Entrées de données enregistrées
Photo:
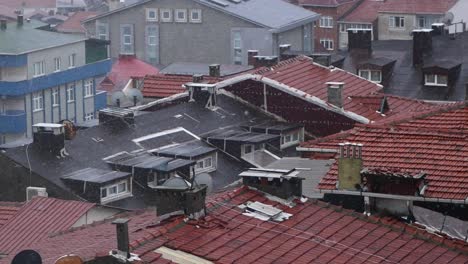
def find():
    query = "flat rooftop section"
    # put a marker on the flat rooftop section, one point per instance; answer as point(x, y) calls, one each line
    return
point(239, 136)
point(17, 40)
point(191, 68)
point(185, 150)
point(96, 175)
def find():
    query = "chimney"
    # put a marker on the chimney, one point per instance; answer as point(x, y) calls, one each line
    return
point(335, 93)
point(215, 70)
point(265, 61)
point(349, 166)
point(284, 48)
point(3, 24)
point(50, 138)
point(20, 20)
point(422, 45)
point(360, 39)
point(251, 57)
point(123, 243)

**Consigne:**
Recopiez telles quelles les lignes de tous les enregistrements ci-dessus, sans reprendre les images dans votre réponse.

**Corrigé:**
Photo:
def find():
    query = "flat rooftop section"
    # put a marker on the flat rooftop section, one point per instance; answer as point(x, y) calls, one each line
    return
point(239, 136)
point(17, 40)
point(191, 68)
point(185, 150)
point(96, 175)
def find():
    query = "chimney"
    # put a marker on the chimney, one point per instance; answer as point(x, y) calls, one each line
    return
point(335, 93)
point(215, 70)
point(265, 61)
point(349, 166)
point(284, 48)
point(3, 24)
point(50, 138)
point(20, 20)
point(422, 45)
point(360, 39)
point(251, 57)
point(123, 243)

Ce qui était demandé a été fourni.